TASK BRIEF.
Copy out every one of the lines below, character for character.

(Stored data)

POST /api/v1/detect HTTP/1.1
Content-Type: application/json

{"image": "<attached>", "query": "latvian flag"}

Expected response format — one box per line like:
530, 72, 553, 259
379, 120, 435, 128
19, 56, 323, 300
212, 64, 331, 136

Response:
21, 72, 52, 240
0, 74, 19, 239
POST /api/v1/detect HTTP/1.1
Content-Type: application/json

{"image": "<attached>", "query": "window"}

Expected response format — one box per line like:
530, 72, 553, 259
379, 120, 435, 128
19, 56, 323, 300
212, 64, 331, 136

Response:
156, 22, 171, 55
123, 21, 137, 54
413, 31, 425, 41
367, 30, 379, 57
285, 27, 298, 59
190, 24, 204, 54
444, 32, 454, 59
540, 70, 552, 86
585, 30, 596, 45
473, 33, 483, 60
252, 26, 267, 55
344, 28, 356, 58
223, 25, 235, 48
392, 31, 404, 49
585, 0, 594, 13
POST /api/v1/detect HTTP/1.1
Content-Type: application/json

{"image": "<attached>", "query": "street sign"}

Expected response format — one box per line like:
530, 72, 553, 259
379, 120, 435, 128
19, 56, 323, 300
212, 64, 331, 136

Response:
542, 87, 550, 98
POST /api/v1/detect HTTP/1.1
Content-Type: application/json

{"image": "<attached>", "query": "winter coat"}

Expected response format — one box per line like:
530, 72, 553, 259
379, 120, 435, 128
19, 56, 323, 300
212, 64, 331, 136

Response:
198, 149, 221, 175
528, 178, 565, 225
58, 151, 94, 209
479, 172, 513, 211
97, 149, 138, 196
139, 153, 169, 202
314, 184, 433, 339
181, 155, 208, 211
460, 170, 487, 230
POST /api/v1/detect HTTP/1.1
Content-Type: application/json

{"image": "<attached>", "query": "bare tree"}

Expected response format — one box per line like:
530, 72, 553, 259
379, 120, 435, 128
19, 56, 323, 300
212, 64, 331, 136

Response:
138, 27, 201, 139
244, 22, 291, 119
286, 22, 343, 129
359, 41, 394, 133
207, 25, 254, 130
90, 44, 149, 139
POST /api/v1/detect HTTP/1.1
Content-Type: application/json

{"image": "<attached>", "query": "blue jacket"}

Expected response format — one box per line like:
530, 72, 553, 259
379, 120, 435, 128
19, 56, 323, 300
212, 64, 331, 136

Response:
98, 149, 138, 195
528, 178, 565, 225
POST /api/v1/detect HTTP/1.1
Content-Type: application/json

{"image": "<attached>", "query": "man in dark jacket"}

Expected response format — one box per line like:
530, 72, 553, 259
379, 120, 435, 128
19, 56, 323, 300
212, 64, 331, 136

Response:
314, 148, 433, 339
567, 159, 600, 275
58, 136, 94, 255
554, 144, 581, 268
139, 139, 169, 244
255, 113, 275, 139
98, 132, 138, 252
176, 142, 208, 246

SOLUTION FOR THIS PROBLEM.
POST /api/v1/detect HTTP/1.1
Content-Type: application/json

{"image": "<attached>", "query": "latvian flag"}

Expected response format — one box per line like:
530, 72, 553, 259
379, 120, 435, 128
19, 56, 323, 300
212, 64, 331, 136

Response:
21, 72, 52, 240
0, 74, 19, 239
POST /api/v1/detect HTTP/1.1
Content-Type: application/json

{"image": "<attached>", "query": "window"}

Expected response format — one box per line like:
530, 72, 553, 259
379, 120, 435, 128
19, 56, 323, 300
212, 64, 331, 136

Response:
156, 22, 171, 55
123, 21, 137, 54
413, 31, 425, 41
367, 30, 379, 57
285, 27, 298, 59
190, 24, 204, 54
444, 32, 454, 59
540, 70, 552, 86
585, 30, 596, 45
473, 33, 483, 60
252, 26, 267, 55
344, 28, 356, 58
223, 25, 235, 48
392, 31, 404, 49
585, 0, 594, 13
POST /api/v1/detect HTTP/1.1
Content-Type: application/json

{"image": "<attached>", "query": "street sign"}

Expected response format — one box per line like:
530, 72, 553, 259
379, 120, 435, 128
19, 56, 323, 300
212, 64, 331, 136

Response:
542, 87, 550, 98
POST /api/v1/detect HTTP/1.1
Content-Type: application/json

{"image": "<attached>", "query": "winter coat"}

Expected response format — one box per line like:
530, 72, 553, 259
379, 120, 435, 128
19, 56, 323, 300
212, 64, 331, 136

Response:
198, 149, 221, 175
528, 178, 565, 225
58, 151, 94, 209
479, 172, 513, 211
97, 149, 138, 196
139, 153, 169, 202
314, 184, 433, 339
181, 155, 208, 211
460, 170, 487, 230
POST /api/v1/detect HTTP/1.1
Content-Type: application/json

{"image": "<attached>", "query": "bare tree"}

Expected response format — one box per line like:
530, 72, 553, 259
379, 120, 435, 128
19, 56, 323, 300
212, 64, 331, 136

Response:
138, 27, 201, 139
244, 22, 291, 119
286, 22, 343, 129
359, 41, 394, 133
207, 25, 254, 130
90, 44, 149, 139
POST /api/v1/detect HTTP/1.1
Content-Type: application/json

{"image": "<attached>", "query": "blue jacket"}

Expected response format — one box per line like:
530, 72, 553, 259
379, 120, 435, 128
19, 56, 323, 300
212, 64, 331, 136

Response:
98, 149, 138, 195
528, 178, 565, 225
POST /api/v1/detect HTTP/1.1
Content-Type: application/json

{"image": "<attached>", "query": "man in dark jacket"}

Expected response format — one box per line like:
530, 72, 553, 259
379, 120, 435, 128
19, 56, 323, 300
212, 64, 331, 136

Response:
314, 148, 433, 339
567, 159, 600, 275
58, 136, 94, 255
554, 144, 581, 268
139, 139, 169, 244
255, 113, 275, 139
98, 132, 138, 252
176, 142, 208, 246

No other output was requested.